## What is required
Return the records that follow, matching each one exactly.

[Labeling and segmentation records]
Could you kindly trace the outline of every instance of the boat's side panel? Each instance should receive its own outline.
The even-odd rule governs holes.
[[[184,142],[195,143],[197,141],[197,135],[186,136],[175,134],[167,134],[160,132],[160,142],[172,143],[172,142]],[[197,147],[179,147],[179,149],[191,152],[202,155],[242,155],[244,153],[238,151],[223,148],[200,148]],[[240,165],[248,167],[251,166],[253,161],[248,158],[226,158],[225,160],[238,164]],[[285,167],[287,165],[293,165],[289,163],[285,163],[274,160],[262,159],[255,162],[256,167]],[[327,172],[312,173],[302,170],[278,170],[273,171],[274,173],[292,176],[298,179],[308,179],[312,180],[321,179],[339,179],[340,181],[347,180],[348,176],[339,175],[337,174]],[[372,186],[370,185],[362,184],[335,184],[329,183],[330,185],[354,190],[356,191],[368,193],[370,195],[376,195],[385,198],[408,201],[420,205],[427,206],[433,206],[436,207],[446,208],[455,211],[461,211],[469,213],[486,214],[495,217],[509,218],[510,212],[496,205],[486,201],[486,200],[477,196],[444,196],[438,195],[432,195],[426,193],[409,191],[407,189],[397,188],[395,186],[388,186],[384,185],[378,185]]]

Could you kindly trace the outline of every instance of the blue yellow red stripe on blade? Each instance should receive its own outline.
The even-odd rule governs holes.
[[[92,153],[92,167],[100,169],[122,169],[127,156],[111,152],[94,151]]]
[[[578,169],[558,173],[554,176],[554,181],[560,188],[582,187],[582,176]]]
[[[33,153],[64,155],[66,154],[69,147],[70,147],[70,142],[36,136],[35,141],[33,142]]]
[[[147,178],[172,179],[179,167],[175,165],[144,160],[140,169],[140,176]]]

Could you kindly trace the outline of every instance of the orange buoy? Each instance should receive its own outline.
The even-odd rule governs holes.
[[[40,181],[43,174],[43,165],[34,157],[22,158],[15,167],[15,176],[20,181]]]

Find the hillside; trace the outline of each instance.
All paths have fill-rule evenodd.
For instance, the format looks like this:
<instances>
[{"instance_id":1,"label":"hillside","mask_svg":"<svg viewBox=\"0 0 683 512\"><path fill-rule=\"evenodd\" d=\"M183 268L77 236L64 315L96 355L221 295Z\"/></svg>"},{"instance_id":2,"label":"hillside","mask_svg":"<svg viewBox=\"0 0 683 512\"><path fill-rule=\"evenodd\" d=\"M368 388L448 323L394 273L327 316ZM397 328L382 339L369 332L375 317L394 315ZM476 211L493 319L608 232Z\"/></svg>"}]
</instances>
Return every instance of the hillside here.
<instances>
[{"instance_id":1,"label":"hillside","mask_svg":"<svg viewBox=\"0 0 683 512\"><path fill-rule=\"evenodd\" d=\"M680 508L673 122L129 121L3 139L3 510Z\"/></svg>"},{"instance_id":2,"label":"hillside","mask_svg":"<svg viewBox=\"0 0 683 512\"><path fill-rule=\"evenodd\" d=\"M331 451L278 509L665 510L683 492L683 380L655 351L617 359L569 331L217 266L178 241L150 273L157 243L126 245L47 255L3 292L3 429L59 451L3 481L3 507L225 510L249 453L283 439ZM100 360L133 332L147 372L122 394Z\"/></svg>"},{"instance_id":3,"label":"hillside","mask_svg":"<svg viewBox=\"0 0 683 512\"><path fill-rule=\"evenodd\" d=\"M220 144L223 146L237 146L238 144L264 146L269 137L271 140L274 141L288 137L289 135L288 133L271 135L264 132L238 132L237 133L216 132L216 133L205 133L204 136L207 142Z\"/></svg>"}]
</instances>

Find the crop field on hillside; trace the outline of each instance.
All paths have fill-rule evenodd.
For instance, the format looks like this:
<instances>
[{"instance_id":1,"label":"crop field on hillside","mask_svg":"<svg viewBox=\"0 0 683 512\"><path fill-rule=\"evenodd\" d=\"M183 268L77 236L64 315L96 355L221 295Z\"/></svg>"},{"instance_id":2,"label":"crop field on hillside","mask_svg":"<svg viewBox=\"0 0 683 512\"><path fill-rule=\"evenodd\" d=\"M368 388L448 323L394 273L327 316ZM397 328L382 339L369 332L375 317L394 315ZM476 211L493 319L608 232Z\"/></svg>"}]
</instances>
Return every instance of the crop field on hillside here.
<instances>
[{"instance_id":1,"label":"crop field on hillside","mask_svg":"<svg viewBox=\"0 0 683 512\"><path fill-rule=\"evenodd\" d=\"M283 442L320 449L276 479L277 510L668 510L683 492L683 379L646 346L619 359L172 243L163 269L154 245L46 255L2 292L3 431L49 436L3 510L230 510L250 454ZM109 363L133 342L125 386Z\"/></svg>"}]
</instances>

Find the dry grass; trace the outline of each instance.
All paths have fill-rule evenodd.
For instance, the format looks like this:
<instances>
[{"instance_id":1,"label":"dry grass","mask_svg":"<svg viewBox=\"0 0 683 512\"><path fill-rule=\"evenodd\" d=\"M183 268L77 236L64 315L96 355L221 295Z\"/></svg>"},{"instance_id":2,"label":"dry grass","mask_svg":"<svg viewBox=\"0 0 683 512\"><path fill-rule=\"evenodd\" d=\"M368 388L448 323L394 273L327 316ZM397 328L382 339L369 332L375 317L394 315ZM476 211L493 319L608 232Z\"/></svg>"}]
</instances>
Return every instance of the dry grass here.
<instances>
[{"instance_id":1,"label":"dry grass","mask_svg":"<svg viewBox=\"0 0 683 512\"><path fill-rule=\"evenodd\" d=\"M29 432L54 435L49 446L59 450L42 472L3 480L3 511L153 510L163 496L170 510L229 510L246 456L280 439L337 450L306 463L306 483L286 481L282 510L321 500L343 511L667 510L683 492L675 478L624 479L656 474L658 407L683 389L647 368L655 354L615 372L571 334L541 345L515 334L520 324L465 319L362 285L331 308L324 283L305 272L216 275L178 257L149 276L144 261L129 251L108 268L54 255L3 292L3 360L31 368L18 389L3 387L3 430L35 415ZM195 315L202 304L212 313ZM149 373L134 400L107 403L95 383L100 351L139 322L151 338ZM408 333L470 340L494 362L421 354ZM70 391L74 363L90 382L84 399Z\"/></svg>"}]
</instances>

## Exercise answer
Could you kindly trace the outline of every instance of the boat's side panel? Each instance should receive its own outline.
The even-odd rule governs holes.
[[[184,142],[195,143],[197,141],[197,135],[186,136],[175,134],[167,134],[160,132],[160,142],[172,143],[172,142]],[[197,147],[179,147],[179,149],[191,152],[202,155],[242,155],[244,153],[238,151],[223,148],[200,148]],[[240,165],[248,167],[251,166],[253,161],[248,158],[226,158],[225,160],[238,164]],[[285,167],[287,165],[293,165],[289,163],[285,163],[274,160],[262,159],[255,162],[256,167]],[[327,172],[312,173],[302,170],[278,170],[273,171],[274,173],[292,176],[298,179],[308,179],[312,180],[321,179],[339,179],[340,181],[347,180],[348,176],[339,175],[337,174]],[[372,186],[370,185],[362,184],[335,184],[329,183],[330,185],[354,190],[356,191],[368,193],[370,195],[376,195],[385,198],[408,201],[420,205],[427,206],[433,206],[436,207],[446,208],[455,211],[461,211],[469,213],[486,214],[495,217],[509,218],[510,212],[496,205],[486,201],[486,200],[477,196],[444,196],[438,195],[432,195],[426,193],[409,191],[407,189],[397,188],[395,186],[388,186],[384,185],[378,185]]]

Could you kindly trace the outline of every instance of the blue yellow red stripe on blade? Each instance should receive its own outline.
The even-odd rule governs holes.
[[[92,153],[92,167],[100,169],[122,169],[127,156],[111,152],[94,151]]]
[[[578,169],[558,173],[554,176],[554,181],[560,188],[582,187],[582,176]]]
[[[33,153],[64,155],[66,154],[69,147],[70,147],[70,142],[36,136],[35,141],[33,142]]]
[[[147,178],[172,179],[179,167],[175,165],[144,160],[140,169],[140,176]]]

Could you kindly trace the outline of every instance of the orange buoy? Each instance should receive its own outline.
The even-odd rule governs holes.
[[[40,181],[43,174],[43,165],[34,157],[22,158],[15,167],[15,176],[20,181]]]

Find the hillside; trace the outline of each instance.
All paths have fill-rule evenodd.
For instance, the format looks like this:
<instances>
[{"instance_id":1,"label":"hillside","mask_svg":"<svg viewBox=\"0 0 683 512\"><path fill-rule=\"evenodd\" d=\"M183 268L77 236L64 315L96 355L221 295Z\"/></svg>"},{"instance_id":2,"label":"hillside","mask_svg":"<svg viewBox=\"0 0 683 512\"><path fill-rule=\"evenodd\" d=\"M368 388L448 323L394 273L327 316ZM397 328L382 339L369 332L375 317L394 315ZM476 211L493 319L608 232Z\"/></svg>"}]
</instances>
Return every instance of the hillside here.
<instances>
[{"instance_id":1,"label":"hillside","mask_svg":"<svg viewBox=\"0 0 683 512\"><path fill-rule=\"evenodd\" d=\"M680 508L673 122L129 121L3 139L3 510Z\"/></svg>"},{"instance_id":2,"label":"hillside","mask_svg":"<svg viewBox=\"0 0 683 512\"><path fill-rule=\"evenodd\" d=\"M331 451L278 509L665 510L683 492L683 380L655 351L617 359L569 331L217 266L178 241L150 273L157 243L126 245L47 255L3 292L3 429L59 451L3 481L3 507L225 510L249 453L283 439ZM100 360L133 332L147 372L122 394Z\"/></svg>"},{"instance_id":3,"label":"hillside","mask_svg":"<svg viewBox=\"0 0 683 512\"><path fill-rule=\"evenodd\" d=\"M220 144L223 146L237 146L238 144L264 146L269 137L271 140L274 141L288 137L289 135L288 133L271 135L264 132L238 132L237 133L216 132L216 133L205 133L204 136L207 142Z\"/></svg>"}]
</instances>

Find the crop field on hillside; trace the outline of each instance.
All paths have fill-rule evenodd.
For instance, the format looks like this:
<instances>
[{"instance_id":1,"label":"crop field on hillside","mask_svg":"<svg viewBox=\"0 0 683 512\"><path fill-rule=\"evenodd\" d=\"M183 268L77 236L64 315L96 355L221 295Z\"/></svg>"},{"instance_id":2,"label":"crop field on hillside","mask_svg":"<svg viewBox=\"0 0 683 512\"><path fill-rule=\"evenodd\" d=\"M368 388L448 323L394 273L327 316ZM397 328L382 339L369 332L375 317L394 315ZM476 211L493 319L608 232Z\"/></svg>"}]
</instances>
Return every instance of the crop field on hillside here.
<instances>
[{"instance_id":1,"label":"crop field on hillside","mask_svg":"<svg viewBox=\"0 0 683 512\"><path fill-rule=\"evenodd\" d=\"M283 442L320 449L276 479L277 510L668 510L683 492L683 379L646 346L619 359L172 243L163 269L154 245L46 255L2 292L3 431L49 436L3 510L230 510L250 454ZM109 363L133 342L125 386Z\"/></svg>"}]
</instances>

Find the dry grass; trace the outline of each instance.
All paths have fill-rule evenodd.
For instance, the format looks like this:
<instances>
[{"instance_id":1,"label":"dry grass","mask_svg":"<svg viewBox=\"0 0 683 512\"><path fill-rule=\"evenodd\" d=\"M183 268L77 236L64 315L96 355L221 295Z\"/></svg>"},{"instance_id":2,"label":"dry grass","mask_svg":"<svg viewBox=\"0 0 683 512\"><path fill-rule=\"evenodd\" d=\"M368 388L448 323L394 273L327 316ZM397 328L382 339L369 332L375 317L394 315ZM476 211L493 319L608 232Z\"/></svg>"}]
</instances>
Return every instance of the dry grass here.
<instances>
[{"instance_id":1,"label":"dry grass","mask_svg":"<svg viewBox=\"0 0 683 512\"><path fill-rule=\"evenodd\" d=\"M29 432L54 435L49 446L59 450L42 472L3 480L3 511L153 510L163 496L170 510L229 510L246 456L280 439L337 450L306 463L306 483L286 481L282 510L321 500L343 511L667 510L683 492L675 478L624 479L656 474L658 407L683 389L647 368L655 354L615 372L571 334L541 345L515 334L520 324L465 319L362 285L331 308L324 283L305 272L216 275L178 257L149 276L144 261L129 251L108 268L54 255L3 292L3 360L31 368L18 389L3 387L3 430L35 415ZM195 315L202 304L212 313ZM149 373L134 400L107 403L95 383L100 351L139 322L151 338ZM408 333L470 340L494 362L421 354ZM70 391L74 363L90 382L84 399Z\"/></svg>"}]
</instances>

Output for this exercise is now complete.